• **Short task**
Update the records below by changing every "green spine on fruit" to "green stem on fruit". Leave everything else as it is.

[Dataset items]

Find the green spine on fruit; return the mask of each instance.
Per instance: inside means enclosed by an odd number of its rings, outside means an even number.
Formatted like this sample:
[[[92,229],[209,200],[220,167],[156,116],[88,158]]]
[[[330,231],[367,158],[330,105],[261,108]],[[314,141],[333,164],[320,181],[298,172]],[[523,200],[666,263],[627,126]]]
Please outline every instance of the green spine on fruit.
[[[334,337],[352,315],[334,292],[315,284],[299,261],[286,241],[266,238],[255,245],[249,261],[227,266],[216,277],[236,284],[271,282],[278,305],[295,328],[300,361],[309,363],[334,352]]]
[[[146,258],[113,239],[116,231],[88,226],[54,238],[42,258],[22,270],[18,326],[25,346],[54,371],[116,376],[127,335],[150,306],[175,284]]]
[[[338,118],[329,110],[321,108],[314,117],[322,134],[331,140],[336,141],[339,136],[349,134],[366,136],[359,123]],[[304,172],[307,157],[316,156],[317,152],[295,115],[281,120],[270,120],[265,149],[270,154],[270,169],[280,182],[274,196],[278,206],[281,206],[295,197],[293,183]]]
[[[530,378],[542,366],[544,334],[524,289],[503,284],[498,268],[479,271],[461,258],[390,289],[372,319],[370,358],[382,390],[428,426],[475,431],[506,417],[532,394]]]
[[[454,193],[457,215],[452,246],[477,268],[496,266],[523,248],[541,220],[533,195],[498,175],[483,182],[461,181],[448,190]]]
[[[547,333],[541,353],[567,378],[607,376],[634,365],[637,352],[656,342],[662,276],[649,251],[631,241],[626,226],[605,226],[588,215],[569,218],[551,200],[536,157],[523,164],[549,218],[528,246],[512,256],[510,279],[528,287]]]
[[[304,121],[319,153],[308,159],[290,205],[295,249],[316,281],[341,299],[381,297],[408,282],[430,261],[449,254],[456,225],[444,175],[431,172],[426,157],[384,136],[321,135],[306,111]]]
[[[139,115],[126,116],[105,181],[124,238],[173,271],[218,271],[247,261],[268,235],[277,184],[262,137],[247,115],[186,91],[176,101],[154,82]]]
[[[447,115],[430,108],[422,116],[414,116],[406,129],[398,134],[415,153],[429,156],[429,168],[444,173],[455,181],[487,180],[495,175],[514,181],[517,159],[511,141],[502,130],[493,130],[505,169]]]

• **Problem solution**
Find the green stem on fruit; return the mask of each instance.
Per instance: inside means enclosed by an odd number of its rings, outside means an even number.
Formatted like this sample:
[[[92,229],[209,200],[220,167],[156,116],[88,158]]]
[[[330,231],[367,158],[330,105],[261,108]],[[314,141],[333,164],[320,181],[298,172]],[[523,200],[666,263],[627,126]]]
Please outline every instance of the green stem on fruit.
[[[334,337],[352,315],[334,292],[315,284],[299,261],[286,241],[266,238],[255,245],[249,261],[227,266],[216,277],[236,284],[271,282],[278,305],[295,328],[300,361],[309,363],[334,352]]]
[[[146,258],[113,239],[116,231],[88,226],[54,238],[42,258],[22,270],[18,326],[25,346],[54,371],[116,376],[127,335],[150,306],[175,284]]]
[[[338,118],[329,110],[321,108],[314,117],[322,134],[331,140],[336,141],[339,136],[349,134],[366,136],[359,123]],[[304,172],[307,157],[316,156],[317,152],[295,115],[281,120],[270,120],[265,149],[270,154],[270,169],[280,182],[274,196],[278,206],[281,206],[295,197],[293,183]]]
[[[530,378],[542,366],[544,334],[524,289],[503,284],[498,268],[479,271],[461,258],[390,289],[372,319],[370,358],[382,390],[428,426],[475,431],[506,417],[532,394]]]
[[[454,193],[457,215],[452,246],[477,268],[496,266],[523,248],[541,220],[533,195],[498,175],[483,182],[461,181],[448,190]]]
[[[547,333],[541,353],[567,378],[607,376],[634,365],[637,352],[656,342],[662,276],[649,251],[631,241],[626,226],[605,226],[588,215],[569,218],[551,200],[536,157],[523,164],[549,218],[528,246],[512,256],[510,279],[528,287]]]
[[[304,121],[319,153],[308,159],[290,205],[295,249],[316,281],[341,299],[381,297],[408,282],[430,261],[449,254],[456,225],[444,175],[431,172],[426,157],[384,136],[321,135],[306,111]]]
[[[139,115],[126,116],[105,181],[124,238],[173,271],[218,271],[247,261],[268,235],[277,184],[262,137],[247,115],[186,91],[176,101],[154,82]]]
[[[447,115],[430,108],[422,116],[414,116],[406,129],[398,134],[415,153],[429,156],[429,168],[444,173],[455,181],[487,180],[495,175],[514,181],[517,159],[511,141],[502,130],[493,130],[505,169]]]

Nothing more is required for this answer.